#### RECORDS SUPPLIED:

::::

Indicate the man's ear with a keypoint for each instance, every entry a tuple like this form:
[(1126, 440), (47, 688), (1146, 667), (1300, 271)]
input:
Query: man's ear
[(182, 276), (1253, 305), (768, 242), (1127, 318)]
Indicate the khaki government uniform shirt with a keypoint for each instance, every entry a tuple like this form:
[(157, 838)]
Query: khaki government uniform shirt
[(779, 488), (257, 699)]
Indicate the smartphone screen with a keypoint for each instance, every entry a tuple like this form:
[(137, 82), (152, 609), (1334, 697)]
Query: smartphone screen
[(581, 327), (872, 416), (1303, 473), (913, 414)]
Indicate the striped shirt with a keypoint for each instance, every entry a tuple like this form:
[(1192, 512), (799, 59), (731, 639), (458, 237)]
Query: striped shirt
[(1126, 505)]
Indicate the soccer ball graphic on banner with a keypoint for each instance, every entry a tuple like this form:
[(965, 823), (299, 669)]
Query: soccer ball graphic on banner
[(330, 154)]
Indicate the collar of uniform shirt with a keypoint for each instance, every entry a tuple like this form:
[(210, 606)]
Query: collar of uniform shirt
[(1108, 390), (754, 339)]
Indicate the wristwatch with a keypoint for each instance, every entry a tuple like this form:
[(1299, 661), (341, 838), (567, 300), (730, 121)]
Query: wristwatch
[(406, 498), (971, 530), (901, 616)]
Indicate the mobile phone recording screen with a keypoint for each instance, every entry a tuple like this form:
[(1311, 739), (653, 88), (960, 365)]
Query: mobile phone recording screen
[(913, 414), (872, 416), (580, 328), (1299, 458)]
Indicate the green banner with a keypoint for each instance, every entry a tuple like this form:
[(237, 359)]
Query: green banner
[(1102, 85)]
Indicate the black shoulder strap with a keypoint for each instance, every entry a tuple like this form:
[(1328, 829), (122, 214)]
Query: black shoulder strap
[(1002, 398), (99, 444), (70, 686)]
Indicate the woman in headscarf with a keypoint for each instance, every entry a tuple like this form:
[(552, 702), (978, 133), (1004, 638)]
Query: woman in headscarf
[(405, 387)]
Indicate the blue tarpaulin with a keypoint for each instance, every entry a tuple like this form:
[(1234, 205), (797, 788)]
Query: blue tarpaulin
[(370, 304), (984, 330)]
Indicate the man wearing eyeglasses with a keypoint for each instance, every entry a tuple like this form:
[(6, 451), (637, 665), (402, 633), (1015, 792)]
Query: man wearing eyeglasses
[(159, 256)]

::::

#### WORK TO COMPLETE:
Repeat the whole of the data verbatim, as it reads above.

#### SOLUTION FOR THIS TASK:
Indicate the man's ear with a keypoint for each instance, every entry a tuple like this form:
[(1126, 440), (47, 688), (1146, 667), (1300, 271)]
input:
Query: man's ear
[(182, 276), (1253, 305), (768, 242), (1127, 318)]
Indicate the khaki government uniform shirt with a keypoint for each instance, every entry a tuple like this form:
[(157, 838)]
Query: khaki government uniform shirt
[(779, 488), (257, 699)]
Indicate the smartphone screen with a keypoint for each instance, every entry a tuple like this form:
[(137, 82), (152, 609), (1334, 697)]
Query: smartphone screen
[(581, 327), (872, 416), (1303, 473), (913, 414)]
Indicate the striped shirt with a keypoint for each instance, every entry a tuple like this form:
[(1192, 512), (799, 59), (731, 639), (458, 237)]
Query: striped shirt
[(1126, 505)]
Indicate the soccer ball graphic on banner with a keypoint for each instance, every entry a tuple like this form:
[(965, 823), (299, 669)]
Query: soccer ball graphic on banner
[(330, 154)]
Indicate the collar of uniform shirt with a keypoint for each instance, every entry a tuple like this form:
[(210, 606)]
Query: collar of uniform shirt
[(1108, 390), (754, 339)]
Indicate the wristwatch with a keypoint for each instance, every entry a tuple like this form:
[(1299, 661), (341, 838), (567, 300), (730, 121)]
Query: wristwatch
[(406, 498), (971, 530), (901, 616)]
Indicate the mobile phone recording screen with a keypoint for each instance, every entry a tuple like this form:
[(1311, 739), (653, 88), (960, 365)]
Query: mobile phone recording screen
[(913, 414), (872, 416), (580, 328), (1299, 458)]
Indicate the green banner with a keypoint for each instance, every entry a tuple like this form:
[(237, 359)]
Query: green banner
[(1102, 85)]
Indicate the black shoulder strap with a keypoint for each instance, every entry a tuple like this form:
[(1328, 829), (122, 214)]
Query: black shoulder strap
[(1002, 398), (99, 444), (70, 686)]
Indicate the woman in headscarf with a keypoint for each instance, every entry a tuple like this form:
[(552, 702), (978, 133), (1004, 638)]
Query: woman in headscarf
[(405, 387)]
Indicate the blue tarpaulin with a keypoint for each instance, every entry a tuple like this form:
[(1234, 205), (797, 788)]
Query: blue tarpaulin
[(370, 304), (984, 330)]
Indicate the man wearing eyeglasses with a keypoint for each instance, every entry a tuple like this form:
[(6, 451), (637, 665), (402, 633), (1015, 792)]
Query: man wearing eyeglasses
[(159, 256)]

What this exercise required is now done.